__Input for this task__
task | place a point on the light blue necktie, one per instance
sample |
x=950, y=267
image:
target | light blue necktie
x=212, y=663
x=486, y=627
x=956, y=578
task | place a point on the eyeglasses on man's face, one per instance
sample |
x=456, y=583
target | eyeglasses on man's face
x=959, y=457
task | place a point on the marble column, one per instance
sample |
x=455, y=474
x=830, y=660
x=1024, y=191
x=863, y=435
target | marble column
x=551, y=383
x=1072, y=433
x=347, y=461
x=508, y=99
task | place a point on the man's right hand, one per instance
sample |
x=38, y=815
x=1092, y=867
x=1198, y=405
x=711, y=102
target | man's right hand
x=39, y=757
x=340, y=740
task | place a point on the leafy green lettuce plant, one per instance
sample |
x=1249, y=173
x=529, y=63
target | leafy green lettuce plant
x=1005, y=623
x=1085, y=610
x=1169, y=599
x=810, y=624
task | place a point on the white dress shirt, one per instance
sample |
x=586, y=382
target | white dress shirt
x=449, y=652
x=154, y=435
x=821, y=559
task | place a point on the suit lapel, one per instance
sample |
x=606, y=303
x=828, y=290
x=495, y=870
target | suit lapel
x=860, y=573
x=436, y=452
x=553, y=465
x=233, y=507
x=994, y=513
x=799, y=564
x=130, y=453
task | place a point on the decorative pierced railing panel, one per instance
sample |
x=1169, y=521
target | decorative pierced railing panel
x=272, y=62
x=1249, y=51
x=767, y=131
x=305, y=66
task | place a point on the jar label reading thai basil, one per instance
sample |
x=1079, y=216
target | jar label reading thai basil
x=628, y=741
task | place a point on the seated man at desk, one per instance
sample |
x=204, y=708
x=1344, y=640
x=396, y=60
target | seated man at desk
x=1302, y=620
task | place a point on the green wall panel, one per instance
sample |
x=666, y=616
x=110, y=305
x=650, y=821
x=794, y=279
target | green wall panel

__Exercise objective__
Reproduce the portion of the records that opens with the line containing "task | place a point on the suit" and closes with the line containing "x=1302, y=620". Shift each answer coordinate by adding 111 to both its x and y values, and leave every other line, including the sample coordinates, unchanged.

__Exercise solution__
task | place a point on the suit lapel, one per instance
sample |
x=606, y=303
x=828, y=290
x=495, y=870
target | suit lapel
x=971, y=684
x=547, y=563
x=664, y=576
x=344, y=618
x=1105, y=624
x=910, y=675
x=241, y=564
task | place a point on the decorative pierced railing panel, one per instance
sample |
x=1169, y=521
target | decorative pierced railing panel
x=383, y=173
x=1360, y=162
x=878, y=242
x=416, y=177
task | place a point on the jar label reading thai basil, one per instance
sample |
x=1079, y=216
target | jar label reading thai basil
x=739, y=852
task | place a point on the seated man at desk, one per instance
sample |
x=204, y=708
x=1344, y=640
x=396, y=60
target | seated man at desk
x=1413, y=731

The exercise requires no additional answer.